### Problem to work on:
Print out each record below, unaltered and complete, without its images.

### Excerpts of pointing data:
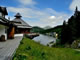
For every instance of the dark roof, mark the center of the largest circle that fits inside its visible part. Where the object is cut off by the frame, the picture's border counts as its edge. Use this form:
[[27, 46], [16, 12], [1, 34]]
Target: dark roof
[[22, 23], [3, 10]]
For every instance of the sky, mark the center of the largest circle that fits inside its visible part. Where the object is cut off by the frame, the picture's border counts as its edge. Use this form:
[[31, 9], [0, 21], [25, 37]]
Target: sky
[[41, 12]]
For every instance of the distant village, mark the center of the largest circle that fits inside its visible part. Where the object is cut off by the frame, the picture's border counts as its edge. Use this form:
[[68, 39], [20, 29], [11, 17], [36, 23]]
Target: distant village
[[10, 27]]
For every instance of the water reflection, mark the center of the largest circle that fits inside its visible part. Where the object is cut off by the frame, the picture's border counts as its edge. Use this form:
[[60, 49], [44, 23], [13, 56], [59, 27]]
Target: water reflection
[[43, 39]]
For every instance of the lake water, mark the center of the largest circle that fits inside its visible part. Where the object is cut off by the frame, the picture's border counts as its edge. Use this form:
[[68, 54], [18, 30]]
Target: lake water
[[43, 39]]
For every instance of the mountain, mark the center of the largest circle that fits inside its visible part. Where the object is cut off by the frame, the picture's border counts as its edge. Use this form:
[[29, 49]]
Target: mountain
[[47, 27]]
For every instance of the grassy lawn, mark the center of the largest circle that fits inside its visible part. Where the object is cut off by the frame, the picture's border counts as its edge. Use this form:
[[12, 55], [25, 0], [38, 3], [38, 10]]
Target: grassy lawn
[[30, 50]]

### Reply to the task:
For every instance of the dark roof, mark the center of the largest circle that fits inside its visible part. Where the object is cut off by the frame, the picture's border counts as its edge. Use this form:
[[27, 46], [16, 12], [1, 34]]
Target: dark roof
[[22, 23], [3, 10]]
For every instance of the sky, mark the center of the largest circle that fits inside its visible part. Where the object is cut off by the frame, the picture's border counts as its edge. Use this form:
[[31, 9], [0, 21], [25, 37]]
Target: sky
[[41, 12]]
For every instance of the distant village, mark the center of the largest circle that fits inside its visible part. Where the object is cut off by the frame, the picture's border counts as its edge. Use this form:
[[68, 39], [20, 29], [11, 17], [36, 23]]
Target: distant village
[[10, 27]]
For every instance of the water reflection, mark the center of the largest circle that fits inside its visible part. Where the object is cut off by the frame, the picture's border counts as its edge. Use this form:
[[60, 49], [44, 23], [13, 56], [59, 27]]
Target: water reflection
[[43, 39]]
For every instance of the lake water, mark the center of the largest circle that fits inside its visible part. Where the object is cut off by the frame, the picture's border counts as its edge. Use this form:
[[68, 54], [18, 30]]
Target: lake water
[[43, 39]]
For every instance of the mountain, mark the center of the largest circle that fits inside its visible part. Where the object is cut off by the frame, the picture's border counts as its edge. Use this form:
[[29, 49]]
Target: mountain
[[47, 27]]
For every instance of the grassy lawn, mark the center of the largest circle that fits inside its visible part. Where the object is cut off by the frame, the picture's border counts as its edge. Use this form:
[[12, 55], [25, 0], [38, 3], [38, 10]]
Target: grassy lawn
[[30, 50]]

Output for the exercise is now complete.